*What is being asked*
Print verbatim every line starting at the one that contains "of the stock" and ending at the final line of the records; include both endpoints.

(Items from a data source)
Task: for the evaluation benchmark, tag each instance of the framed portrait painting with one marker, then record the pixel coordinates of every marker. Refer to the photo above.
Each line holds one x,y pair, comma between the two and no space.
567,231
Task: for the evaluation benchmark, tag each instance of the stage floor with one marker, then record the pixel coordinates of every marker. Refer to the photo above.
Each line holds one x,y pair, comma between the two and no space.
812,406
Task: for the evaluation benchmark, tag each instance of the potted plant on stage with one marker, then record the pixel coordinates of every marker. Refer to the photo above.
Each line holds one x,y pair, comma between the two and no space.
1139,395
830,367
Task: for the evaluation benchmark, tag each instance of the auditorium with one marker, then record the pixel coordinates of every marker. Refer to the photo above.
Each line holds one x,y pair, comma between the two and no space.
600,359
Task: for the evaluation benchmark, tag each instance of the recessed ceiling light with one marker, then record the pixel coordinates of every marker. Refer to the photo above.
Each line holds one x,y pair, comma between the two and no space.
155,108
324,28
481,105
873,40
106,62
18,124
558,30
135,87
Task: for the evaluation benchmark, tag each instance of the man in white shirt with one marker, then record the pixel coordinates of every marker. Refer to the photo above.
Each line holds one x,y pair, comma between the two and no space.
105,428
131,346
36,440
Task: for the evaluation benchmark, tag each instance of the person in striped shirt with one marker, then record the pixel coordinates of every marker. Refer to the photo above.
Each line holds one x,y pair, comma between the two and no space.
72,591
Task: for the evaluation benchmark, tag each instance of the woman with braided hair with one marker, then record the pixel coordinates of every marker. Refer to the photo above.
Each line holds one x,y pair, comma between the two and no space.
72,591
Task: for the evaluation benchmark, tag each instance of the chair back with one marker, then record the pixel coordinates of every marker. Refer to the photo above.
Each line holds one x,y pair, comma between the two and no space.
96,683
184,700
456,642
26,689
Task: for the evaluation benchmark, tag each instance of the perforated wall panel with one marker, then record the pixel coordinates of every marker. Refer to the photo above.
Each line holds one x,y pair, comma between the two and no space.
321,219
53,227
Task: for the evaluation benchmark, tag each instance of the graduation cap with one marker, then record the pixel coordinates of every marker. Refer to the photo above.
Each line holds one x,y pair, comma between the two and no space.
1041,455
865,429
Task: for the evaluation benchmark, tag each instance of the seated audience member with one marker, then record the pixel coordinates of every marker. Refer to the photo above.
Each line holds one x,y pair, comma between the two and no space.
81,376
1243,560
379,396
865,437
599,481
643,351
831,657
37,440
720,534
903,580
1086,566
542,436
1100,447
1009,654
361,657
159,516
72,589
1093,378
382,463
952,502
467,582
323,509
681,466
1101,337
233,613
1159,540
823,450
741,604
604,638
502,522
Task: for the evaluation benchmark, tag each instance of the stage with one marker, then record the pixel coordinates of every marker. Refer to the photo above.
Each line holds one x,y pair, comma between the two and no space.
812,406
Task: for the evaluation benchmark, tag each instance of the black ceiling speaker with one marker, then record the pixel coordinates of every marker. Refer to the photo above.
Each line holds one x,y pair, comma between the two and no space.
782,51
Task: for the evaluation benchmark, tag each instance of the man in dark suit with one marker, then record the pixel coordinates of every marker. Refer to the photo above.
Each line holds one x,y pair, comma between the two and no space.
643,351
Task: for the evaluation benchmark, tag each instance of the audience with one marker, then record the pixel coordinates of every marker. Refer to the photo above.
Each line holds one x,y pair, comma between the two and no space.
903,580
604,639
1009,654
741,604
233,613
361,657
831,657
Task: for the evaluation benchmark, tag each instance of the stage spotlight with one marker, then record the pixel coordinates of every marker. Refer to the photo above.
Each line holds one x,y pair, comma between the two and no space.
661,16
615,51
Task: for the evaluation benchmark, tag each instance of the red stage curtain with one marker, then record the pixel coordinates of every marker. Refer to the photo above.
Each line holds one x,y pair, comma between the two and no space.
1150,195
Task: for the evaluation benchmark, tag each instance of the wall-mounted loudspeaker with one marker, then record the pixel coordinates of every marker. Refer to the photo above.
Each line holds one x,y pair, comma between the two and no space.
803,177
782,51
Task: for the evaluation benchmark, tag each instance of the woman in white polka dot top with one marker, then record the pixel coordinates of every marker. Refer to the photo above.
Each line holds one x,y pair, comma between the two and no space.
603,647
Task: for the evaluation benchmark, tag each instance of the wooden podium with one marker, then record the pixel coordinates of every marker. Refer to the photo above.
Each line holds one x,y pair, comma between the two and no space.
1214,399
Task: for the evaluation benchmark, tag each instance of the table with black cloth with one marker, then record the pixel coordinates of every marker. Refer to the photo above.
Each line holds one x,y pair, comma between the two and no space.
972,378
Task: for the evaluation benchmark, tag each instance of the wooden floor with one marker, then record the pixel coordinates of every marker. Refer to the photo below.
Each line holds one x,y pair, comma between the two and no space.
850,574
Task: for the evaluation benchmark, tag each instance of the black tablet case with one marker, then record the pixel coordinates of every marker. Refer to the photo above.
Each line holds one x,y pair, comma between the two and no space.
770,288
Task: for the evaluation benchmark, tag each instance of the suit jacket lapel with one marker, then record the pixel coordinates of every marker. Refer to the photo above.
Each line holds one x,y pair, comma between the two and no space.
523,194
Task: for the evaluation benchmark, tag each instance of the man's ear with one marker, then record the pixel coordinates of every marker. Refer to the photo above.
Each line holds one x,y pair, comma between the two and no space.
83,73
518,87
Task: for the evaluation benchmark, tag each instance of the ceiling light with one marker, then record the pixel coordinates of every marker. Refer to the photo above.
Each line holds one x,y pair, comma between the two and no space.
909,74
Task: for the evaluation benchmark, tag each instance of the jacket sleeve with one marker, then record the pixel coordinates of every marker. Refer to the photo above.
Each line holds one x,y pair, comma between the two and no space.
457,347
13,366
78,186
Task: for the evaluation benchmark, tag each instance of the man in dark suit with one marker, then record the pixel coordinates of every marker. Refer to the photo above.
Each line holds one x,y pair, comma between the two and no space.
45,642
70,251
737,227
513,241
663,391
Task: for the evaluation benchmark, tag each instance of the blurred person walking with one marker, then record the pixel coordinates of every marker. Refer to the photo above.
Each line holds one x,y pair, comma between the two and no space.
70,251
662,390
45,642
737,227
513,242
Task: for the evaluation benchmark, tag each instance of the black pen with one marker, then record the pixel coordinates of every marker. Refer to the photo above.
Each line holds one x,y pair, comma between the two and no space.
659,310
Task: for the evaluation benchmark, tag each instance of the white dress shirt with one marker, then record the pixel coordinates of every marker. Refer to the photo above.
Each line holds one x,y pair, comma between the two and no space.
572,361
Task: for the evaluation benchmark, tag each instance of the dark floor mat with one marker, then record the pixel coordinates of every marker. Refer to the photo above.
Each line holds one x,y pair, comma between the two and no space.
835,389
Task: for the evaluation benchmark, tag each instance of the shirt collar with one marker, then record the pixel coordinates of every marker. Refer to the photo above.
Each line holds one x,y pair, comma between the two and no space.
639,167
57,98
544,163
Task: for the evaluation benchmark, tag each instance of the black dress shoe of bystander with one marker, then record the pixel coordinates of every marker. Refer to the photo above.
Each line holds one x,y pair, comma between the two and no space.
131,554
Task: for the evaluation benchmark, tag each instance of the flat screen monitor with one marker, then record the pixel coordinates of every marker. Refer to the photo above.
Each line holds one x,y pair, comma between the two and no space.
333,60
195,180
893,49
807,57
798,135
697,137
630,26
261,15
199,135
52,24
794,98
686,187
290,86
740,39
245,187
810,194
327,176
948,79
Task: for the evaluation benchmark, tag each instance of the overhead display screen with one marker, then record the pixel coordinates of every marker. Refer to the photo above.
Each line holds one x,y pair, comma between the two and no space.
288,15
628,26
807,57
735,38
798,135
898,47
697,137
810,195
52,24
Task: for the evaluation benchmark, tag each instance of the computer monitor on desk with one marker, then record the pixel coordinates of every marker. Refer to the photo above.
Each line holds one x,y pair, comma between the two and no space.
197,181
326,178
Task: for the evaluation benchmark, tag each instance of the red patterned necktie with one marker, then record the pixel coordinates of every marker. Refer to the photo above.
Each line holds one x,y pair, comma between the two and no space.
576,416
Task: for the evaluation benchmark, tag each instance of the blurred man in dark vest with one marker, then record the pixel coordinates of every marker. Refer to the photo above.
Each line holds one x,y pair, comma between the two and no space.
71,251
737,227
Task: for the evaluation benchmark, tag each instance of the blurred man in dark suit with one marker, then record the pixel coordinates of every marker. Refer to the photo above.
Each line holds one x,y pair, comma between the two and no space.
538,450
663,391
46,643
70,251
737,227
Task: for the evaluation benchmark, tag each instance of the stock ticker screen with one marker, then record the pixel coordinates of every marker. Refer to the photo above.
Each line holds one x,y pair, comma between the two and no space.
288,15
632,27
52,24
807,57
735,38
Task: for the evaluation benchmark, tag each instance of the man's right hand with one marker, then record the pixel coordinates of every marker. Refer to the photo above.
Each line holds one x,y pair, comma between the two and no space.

*The solution*
Task: for the evaluation benchmark, tag each instance of the stock ticker screen with one marker, then record the pixel coordinates of every marker. Refer to the photo above.
Each line holds one x,y pair, comma between the two and no space.
288,15
632,27
52,24
807,57
735,38
Task: for the evaluation benchmark, tag each instance of the man's right hand with one marker, then record the pixel coordinates of every marker. Refer to the photo above.
Each line holds one x,y pair, comma between the two and no space.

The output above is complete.